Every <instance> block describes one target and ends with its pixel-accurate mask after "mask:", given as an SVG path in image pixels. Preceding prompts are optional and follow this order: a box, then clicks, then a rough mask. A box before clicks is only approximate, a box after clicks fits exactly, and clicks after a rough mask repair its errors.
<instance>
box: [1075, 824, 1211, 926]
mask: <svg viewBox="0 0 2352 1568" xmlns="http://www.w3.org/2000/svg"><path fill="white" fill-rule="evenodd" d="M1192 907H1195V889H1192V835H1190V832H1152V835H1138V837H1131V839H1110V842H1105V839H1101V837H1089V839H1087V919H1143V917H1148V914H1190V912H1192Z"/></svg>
==
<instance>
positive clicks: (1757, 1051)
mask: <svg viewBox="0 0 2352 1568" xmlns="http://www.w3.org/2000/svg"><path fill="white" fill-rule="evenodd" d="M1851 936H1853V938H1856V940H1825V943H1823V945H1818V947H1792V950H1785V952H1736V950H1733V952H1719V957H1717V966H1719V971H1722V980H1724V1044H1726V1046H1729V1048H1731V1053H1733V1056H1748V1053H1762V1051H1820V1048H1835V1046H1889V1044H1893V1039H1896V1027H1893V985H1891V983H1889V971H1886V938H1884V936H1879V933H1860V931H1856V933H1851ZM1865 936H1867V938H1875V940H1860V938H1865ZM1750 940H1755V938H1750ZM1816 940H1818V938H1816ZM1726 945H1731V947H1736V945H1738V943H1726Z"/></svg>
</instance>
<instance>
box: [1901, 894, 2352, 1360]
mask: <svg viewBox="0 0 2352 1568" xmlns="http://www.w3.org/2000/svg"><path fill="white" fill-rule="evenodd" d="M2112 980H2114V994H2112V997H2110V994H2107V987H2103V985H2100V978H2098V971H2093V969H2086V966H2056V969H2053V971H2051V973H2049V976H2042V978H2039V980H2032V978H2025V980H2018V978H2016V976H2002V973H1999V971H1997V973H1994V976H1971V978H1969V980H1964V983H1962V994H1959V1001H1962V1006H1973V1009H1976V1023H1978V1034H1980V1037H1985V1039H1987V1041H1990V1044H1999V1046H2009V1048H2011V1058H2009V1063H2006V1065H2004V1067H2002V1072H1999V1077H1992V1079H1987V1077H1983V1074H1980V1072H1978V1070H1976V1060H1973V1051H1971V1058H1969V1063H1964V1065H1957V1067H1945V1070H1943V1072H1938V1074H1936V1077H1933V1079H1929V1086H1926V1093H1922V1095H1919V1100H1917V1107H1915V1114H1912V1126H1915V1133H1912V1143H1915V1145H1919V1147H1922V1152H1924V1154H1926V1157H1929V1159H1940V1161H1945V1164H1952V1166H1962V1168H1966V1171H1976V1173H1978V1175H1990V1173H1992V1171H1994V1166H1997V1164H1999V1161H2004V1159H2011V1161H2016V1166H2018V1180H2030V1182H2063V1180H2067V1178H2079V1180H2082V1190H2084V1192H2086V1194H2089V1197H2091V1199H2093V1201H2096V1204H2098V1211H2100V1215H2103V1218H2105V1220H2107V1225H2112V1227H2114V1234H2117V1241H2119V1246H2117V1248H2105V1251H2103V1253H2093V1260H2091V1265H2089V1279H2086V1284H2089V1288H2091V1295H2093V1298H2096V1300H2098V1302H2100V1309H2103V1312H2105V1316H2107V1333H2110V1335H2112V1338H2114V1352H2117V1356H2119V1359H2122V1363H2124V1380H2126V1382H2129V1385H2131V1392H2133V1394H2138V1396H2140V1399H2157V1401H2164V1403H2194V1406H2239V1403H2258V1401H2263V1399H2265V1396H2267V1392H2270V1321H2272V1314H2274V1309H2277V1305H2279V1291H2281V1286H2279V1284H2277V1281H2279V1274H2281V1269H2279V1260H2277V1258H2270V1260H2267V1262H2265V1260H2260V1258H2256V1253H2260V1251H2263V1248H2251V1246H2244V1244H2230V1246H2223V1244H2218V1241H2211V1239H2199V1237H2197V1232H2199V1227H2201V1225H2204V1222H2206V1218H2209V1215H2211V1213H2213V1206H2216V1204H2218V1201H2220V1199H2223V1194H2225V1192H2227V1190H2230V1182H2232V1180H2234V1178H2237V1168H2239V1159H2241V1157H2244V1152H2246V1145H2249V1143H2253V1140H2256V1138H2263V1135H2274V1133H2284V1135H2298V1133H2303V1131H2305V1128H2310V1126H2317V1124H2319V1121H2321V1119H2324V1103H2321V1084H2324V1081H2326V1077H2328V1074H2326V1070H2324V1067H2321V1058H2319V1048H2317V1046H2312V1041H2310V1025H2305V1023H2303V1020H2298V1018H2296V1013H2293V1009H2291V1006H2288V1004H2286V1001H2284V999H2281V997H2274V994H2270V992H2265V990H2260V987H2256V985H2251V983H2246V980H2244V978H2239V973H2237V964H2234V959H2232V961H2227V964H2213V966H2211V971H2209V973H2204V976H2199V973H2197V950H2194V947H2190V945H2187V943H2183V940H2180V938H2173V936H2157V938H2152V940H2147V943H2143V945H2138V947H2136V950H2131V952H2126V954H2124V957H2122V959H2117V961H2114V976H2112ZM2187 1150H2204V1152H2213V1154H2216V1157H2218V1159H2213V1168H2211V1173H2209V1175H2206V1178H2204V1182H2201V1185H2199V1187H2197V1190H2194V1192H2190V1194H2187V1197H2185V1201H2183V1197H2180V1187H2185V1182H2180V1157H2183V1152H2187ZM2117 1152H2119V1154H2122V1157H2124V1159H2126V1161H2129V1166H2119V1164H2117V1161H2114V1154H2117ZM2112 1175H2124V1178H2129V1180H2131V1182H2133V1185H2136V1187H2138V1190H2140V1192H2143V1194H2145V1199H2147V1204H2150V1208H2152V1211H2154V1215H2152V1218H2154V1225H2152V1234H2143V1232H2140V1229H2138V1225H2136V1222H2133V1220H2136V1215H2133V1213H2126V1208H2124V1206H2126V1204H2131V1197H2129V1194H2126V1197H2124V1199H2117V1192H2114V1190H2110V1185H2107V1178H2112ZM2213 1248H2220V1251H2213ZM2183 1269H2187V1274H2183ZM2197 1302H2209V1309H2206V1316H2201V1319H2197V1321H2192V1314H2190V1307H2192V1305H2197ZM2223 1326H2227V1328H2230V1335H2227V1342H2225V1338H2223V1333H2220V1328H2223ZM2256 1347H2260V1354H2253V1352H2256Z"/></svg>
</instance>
* * *
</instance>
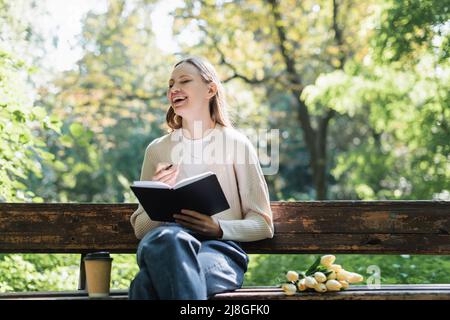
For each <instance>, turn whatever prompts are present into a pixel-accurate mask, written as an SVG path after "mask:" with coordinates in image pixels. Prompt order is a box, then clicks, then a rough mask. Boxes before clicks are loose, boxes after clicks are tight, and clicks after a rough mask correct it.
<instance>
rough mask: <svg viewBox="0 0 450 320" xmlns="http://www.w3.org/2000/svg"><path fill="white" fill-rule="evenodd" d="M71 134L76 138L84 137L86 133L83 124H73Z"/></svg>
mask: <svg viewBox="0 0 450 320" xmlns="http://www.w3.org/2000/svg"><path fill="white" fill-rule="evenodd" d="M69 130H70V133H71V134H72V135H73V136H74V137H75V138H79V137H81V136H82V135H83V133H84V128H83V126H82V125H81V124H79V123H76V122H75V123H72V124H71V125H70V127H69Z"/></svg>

◆ **ABOUT THIS TASK**: Pick out and copy each line of the data above that contains the string "follow". Match case exactly.

◆ **EXERCISE ANSWER**:
Every <instance> block describes one target and ends with its pixel-accurate mask after "mask:", given as an SVG path in image pixels. Preceding prompts are optional and follow this order: a box, then clicks, then a rough mask. A box before clicks is only approximate, a box after clicks fits exactly, and clicks after a rough mask repair its errors.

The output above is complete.